YOUR INSTRUCTIONS = In the rows below, can you turn everything from the line containing "of the smartphone" down to the line containing "Query: smartphone", both lines included, into a JSON list of strings with one string per line and blank lines left out?

Point annotation data =
====

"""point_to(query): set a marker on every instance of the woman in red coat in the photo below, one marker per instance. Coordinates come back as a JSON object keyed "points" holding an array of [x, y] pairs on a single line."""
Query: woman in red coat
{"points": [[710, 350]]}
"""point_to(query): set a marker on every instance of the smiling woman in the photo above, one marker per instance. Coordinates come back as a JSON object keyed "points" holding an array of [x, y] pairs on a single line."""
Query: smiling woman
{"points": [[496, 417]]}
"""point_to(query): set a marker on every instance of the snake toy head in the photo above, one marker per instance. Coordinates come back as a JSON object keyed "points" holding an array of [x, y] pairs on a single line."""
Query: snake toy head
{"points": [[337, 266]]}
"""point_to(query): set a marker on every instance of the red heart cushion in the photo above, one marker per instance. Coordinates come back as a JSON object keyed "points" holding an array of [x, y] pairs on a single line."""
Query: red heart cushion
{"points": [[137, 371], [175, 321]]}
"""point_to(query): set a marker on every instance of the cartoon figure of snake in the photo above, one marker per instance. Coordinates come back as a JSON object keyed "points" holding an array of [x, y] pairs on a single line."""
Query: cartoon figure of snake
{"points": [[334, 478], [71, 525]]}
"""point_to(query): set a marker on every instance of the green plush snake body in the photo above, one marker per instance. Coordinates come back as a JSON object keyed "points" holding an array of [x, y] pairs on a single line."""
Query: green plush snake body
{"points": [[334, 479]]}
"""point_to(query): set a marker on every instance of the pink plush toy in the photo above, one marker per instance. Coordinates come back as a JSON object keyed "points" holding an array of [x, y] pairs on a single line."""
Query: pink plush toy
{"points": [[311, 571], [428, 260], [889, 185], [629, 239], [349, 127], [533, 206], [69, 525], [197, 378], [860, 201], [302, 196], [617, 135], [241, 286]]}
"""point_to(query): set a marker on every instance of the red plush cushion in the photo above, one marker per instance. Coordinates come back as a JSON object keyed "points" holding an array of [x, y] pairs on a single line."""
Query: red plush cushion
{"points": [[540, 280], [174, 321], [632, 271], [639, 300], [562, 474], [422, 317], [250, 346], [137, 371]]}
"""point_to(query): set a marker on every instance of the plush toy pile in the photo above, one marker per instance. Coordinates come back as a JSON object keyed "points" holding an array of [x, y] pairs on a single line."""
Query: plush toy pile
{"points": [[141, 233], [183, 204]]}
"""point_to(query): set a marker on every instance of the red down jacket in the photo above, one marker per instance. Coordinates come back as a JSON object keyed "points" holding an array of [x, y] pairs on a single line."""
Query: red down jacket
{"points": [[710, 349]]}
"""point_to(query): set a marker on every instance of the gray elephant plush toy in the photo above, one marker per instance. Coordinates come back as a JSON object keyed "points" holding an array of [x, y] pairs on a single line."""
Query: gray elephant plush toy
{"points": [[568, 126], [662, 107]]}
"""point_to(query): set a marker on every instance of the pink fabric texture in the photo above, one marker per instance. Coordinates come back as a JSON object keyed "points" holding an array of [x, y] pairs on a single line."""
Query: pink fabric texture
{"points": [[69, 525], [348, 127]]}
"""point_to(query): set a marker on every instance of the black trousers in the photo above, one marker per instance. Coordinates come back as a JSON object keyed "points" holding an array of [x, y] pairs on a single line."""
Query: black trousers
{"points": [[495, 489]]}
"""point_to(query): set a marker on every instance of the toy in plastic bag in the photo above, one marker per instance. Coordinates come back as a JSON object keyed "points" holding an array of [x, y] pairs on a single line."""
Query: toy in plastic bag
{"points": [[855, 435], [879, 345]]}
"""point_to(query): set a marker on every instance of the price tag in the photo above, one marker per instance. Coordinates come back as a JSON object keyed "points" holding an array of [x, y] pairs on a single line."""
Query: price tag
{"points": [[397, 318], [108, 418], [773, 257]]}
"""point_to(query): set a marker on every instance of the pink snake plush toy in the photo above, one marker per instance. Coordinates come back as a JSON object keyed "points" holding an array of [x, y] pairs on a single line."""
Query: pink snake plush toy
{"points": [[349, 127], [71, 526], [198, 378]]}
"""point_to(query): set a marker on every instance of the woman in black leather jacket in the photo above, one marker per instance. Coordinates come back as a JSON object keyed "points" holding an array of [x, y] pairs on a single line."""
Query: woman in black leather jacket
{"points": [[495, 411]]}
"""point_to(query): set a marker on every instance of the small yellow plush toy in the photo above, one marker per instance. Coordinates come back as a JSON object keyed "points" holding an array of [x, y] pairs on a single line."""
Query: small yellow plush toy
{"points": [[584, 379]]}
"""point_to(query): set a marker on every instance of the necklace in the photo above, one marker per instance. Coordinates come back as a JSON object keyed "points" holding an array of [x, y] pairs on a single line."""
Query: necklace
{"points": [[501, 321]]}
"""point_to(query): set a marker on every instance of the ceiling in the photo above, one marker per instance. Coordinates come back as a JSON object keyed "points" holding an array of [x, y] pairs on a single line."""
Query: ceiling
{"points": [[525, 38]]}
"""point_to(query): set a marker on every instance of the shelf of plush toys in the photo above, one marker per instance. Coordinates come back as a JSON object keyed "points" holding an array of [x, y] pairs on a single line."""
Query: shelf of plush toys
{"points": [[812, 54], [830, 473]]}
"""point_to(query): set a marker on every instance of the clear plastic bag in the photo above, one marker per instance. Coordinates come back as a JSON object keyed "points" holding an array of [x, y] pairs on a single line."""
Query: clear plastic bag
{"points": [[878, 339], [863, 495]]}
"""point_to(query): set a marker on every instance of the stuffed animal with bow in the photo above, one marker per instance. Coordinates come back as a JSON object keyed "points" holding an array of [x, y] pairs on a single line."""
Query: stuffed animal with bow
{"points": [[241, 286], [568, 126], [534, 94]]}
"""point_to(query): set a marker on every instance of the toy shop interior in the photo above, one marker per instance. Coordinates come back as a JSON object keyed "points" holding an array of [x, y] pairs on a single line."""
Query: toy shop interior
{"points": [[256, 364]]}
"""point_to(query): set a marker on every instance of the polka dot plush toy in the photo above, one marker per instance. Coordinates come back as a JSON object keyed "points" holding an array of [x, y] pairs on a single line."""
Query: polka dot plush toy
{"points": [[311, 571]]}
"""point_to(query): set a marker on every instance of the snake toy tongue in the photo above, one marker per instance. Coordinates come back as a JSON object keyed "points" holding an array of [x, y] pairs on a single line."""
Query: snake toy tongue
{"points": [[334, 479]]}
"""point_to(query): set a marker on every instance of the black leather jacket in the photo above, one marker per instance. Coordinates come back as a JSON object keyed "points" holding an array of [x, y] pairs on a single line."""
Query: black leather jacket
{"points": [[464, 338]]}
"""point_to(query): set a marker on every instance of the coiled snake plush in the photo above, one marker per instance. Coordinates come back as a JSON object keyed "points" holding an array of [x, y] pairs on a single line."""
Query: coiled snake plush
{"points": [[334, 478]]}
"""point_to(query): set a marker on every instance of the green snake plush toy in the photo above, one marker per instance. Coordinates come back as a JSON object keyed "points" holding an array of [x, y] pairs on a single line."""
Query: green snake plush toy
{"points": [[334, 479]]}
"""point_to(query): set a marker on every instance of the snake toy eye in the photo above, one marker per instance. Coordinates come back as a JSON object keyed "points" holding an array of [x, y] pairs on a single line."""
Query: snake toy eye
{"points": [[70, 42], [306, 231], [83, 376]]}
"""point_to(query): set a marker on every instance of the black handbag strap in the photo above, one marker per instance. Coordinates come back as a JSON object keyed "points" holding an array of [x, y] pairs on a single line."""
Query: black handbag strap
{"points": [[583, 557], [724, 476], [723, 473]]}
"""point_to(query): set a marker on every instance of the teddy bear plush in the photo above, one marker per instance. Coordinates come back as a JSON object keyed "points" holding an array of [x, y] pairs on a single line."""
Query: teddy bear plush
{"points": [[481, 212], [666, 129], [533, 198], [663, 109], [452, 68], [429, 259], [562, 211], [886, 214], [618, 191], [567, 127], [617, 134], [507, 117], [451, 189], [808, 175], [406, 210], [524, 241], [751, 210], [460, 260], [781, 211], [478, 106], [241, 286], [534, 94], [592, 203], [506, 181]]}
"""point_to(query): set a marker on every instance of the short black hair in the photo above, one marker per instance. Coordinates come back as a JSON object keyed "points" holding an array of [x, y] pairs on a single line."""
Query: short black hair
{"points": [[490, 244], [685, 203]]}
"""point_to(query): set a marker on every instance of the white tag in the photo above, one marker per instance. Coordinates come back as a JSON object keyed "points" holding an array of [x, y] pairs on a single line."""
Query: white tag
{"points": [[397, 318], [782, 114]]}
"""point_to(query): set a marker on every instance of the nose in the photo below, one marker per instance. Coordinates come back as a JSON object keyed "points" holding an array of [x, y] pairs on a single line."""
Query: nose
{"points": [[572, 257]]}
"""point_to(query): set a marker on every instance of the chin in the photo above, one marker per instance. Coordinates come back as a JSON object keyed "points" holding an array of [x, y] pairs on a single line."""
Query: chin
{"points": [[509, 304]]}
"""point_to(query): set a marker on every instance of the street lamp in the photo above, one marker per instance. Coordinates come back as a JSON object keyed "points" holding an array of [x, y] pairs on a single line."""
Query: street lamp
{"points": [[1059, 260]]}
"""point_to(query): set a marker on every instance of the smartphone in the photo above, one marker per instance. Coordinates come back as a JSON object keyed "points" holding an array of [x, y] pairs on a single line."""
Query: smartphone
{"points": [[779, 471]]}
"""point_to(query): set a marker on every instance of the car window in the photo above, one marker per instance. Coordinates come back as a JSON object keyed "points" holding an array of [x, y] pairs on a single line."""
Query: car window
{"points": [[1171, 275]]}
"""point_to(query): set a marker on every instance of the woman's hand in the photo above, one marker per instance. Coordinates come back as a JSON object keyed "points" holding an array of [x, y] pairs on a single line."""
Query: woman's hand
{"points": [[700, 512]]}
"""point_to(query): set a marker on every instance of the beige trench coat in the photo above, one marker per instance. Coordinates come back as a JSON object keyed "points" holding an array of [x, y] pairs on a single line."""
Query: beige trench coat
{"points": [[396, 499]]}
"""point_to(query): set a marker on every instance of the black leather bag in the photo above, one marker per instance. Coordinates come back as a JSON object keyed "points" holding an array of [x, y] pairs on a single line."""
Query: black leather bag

====

OUTPUT FOR THIS TASK =
[
  "\"\"\"point_to(query): set a marker on every instance of the smartphone in the photo above, one marker per instance. Coordinates come back as a JSON object keyed \"points\" holding an array of [x, y] pairs on a single line.\"\"\"",
  "Query: smartphone"
]